#### Provided material ####

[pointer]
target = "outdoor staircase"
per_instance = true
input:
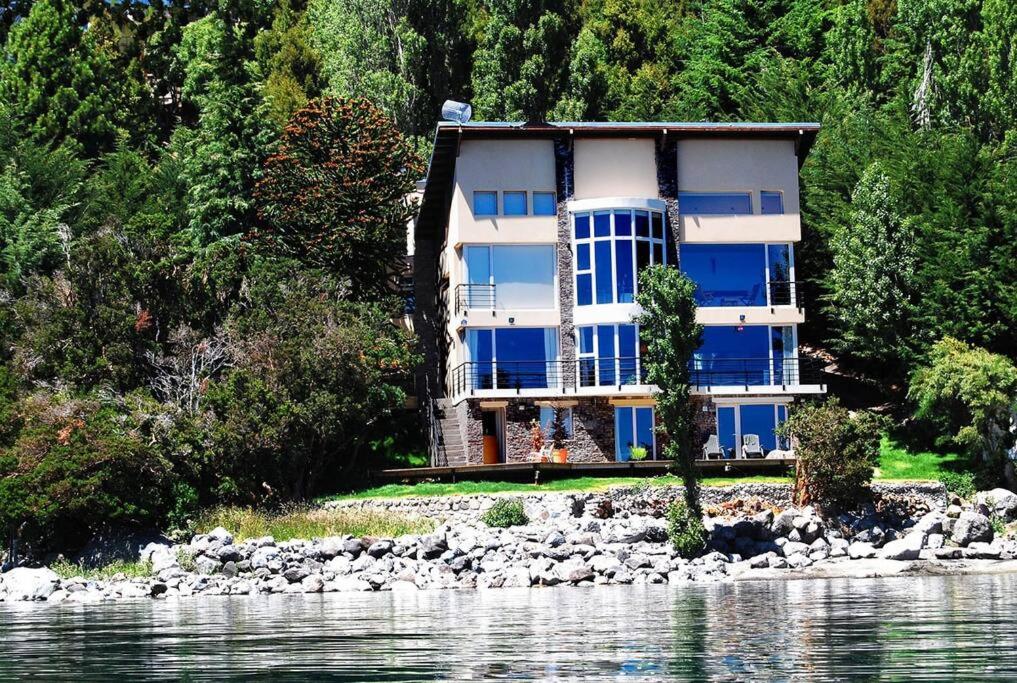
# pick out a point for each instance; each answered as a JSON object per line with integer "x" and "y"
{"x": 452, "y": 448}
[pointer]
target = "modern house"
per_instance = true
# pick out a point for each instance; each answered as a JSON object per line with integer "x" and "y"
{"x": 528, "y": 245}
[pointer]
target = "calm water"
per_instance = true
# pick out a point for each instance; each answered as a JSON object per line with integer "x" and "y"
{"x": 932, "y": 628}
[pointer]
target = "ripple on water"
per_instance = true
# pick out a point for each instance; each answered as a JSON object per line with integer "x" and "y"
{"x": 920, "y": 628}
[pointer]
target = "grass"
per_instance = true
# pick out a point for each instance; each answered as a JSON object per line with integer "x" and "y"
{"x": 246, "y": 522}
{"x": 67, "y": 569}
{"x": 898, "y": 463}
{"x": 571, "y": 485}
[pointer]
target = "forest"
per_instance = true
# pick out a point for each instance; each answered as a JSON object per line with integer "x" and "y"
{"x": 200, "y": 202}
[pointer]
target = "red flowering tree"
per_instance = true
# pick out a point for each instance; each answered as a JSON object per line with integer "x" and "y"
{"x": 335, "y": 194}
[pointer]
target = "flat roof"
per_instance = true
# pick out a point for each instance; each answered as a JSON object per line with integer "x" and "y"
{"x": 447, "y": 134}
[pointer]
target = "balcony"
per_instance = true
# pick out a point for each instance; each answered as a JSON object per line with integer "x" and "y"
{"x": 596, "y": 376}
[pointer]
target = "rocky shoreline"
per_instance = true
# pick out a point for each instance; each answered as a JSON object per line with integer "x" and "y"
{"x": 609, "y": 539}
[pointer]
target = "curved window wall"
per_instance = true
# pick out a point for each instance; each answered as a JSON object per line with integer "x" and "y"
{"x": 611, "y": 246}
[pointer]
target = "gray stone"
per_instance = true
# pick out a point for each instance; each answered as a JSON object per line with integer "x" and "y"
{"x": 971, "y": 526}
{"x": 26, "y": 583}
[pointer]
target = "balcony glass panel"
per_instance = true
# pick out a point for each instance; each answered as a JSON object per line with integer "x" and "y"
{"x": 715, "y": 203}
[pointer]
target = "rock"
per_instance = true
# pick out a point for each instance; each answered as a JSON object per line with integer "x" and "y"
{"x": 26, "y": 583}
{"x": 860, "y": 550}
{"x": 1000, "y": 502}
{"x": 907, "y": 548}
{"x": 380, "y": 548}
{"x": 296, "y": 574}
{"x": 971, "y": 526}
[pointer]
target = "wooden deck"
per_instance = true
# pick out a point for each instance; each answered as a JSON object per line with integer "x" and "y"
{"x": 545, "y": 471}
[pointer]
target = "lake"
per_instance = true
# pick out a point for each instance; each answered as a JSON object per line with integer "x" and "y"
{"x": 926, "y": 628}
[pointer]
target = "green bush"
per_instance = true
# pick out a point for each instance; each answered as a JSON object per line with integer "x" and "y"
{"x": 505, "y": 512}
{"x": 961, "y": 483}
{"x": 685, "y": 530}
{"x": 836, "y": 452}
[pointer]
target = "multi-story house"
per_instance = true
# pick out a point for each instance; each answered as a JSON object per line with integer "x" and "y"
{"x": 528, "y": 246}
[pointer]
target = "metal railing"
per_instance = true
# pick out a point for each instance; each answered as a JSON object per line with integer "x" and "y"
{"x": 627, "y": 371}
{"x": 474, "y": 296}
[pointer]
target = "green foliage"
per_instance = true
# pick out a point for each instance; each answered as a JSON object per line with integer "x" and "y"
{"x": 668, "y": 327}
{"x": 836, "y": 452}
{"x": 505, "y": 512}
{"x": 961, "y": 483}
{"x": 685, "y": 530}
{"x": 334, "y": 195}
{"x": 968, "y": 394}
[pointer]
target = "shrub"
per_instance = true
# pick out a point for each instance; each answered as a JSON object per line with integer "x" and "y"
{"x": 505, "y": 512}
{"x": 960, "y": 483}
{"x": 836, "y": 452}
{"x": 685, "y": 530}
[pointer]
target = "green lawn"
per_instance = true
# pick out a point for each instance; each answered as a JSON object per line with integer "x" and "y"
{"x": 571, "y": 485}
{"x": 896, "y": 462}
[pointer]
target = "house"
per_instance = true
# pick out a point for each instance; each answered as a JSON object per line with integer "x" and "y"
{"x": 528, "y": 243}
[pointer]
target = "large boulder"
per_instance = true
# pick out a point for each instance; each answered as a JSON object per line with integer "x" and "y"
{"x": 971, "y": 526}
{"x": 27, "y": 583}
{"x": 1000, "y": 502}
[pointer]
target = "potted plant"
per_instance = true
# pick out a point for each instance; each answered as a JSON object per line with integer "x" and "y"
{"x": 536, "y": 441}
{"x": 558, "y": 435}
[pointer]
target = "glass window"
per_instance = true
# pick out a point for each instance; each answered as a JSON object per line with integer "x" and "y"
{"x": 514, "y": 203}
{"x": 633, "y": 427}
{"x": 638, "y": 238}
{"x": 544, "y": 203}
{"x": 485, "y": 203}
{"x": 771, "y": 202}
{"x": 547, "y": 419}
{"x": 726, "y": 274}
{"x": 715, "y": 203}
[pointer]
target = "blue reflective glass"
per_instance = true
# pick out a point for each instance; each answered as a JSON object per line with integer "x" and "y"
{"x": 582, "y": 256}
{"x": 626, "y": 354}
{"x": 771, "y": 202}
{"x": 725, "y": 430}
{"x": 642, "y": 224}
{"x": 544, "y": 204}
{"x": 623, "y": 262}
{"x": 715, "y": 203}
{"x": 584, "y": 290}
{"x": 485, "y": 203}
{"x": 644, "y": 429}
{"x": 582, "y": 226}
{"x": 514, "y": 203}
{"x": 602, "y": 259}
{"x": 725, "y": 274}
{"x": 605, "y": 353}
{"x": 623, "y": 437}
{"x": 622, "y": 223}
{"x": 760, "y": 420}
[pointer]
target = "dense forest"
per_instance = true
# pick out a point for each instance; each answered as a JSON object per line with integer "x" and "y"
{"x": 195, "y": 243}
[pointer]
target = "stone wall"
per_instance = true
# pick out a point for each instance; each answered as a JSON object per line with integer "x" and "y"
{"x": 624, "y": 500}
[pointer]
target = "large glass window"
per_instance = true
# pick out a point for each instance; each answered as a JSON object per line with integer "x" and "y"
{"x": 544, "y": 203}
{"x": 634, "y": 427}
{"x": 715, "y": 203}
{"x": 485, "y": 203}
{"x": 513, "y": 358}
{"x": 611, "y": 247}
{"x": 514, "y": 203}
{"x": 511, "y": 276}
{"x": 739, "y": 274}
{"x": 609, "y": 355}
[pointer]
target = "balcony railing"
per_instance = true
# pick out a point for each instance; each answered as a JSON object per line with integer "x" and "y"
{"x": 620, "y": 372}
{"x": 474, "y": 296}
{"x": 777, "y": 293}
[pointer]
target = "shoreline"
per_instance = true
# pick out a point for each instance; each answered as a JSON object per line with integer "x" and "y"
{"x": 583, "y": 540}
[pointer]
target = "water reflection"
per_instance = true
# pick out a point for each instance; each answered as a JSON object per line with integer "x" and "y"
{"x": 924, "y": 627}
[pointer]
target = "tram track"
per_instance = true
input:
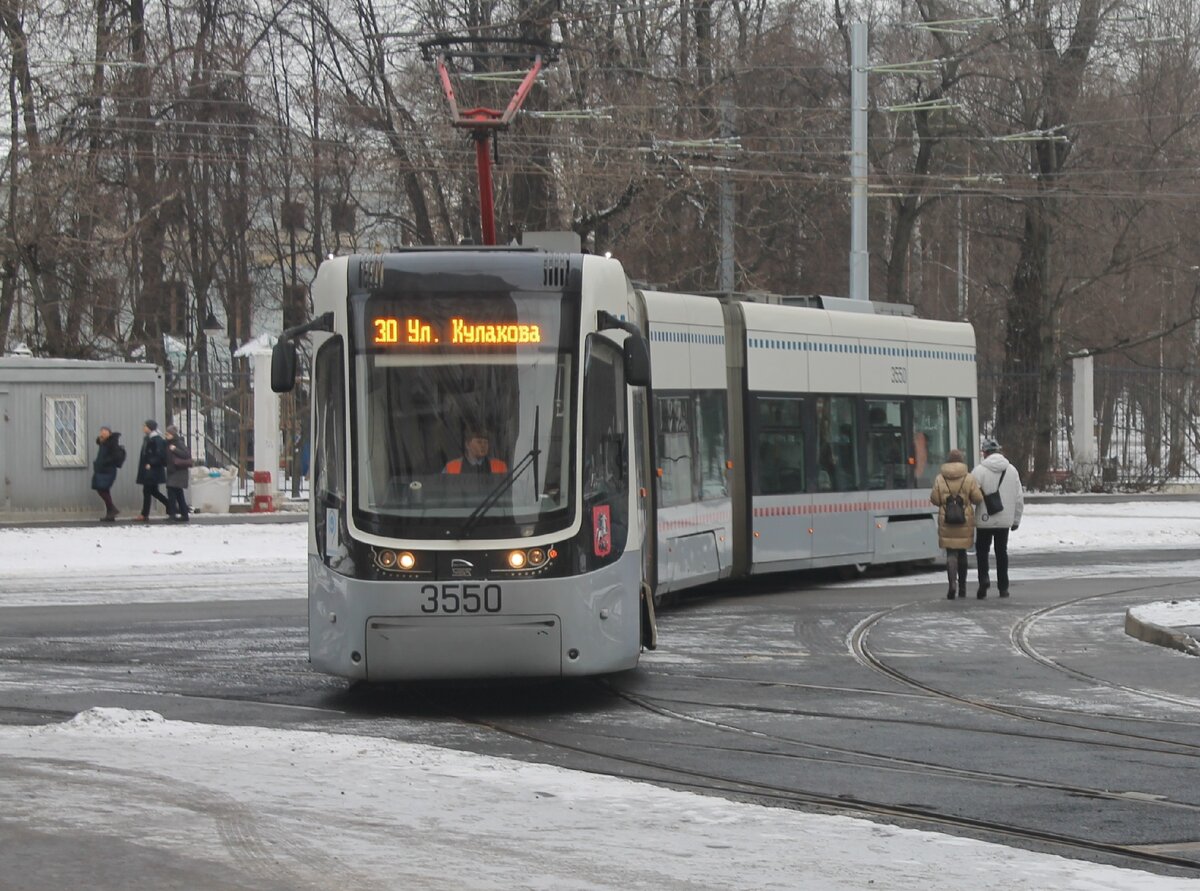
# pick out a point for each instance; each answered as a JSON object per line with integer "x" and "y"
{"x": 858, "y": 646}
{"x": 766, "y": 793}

####

— Work to be completed —
Above are the records; report each line in them that includes the word "water".

— Response to this task —
target = "calm water"
target = "ripple on water"
target = "water reflection"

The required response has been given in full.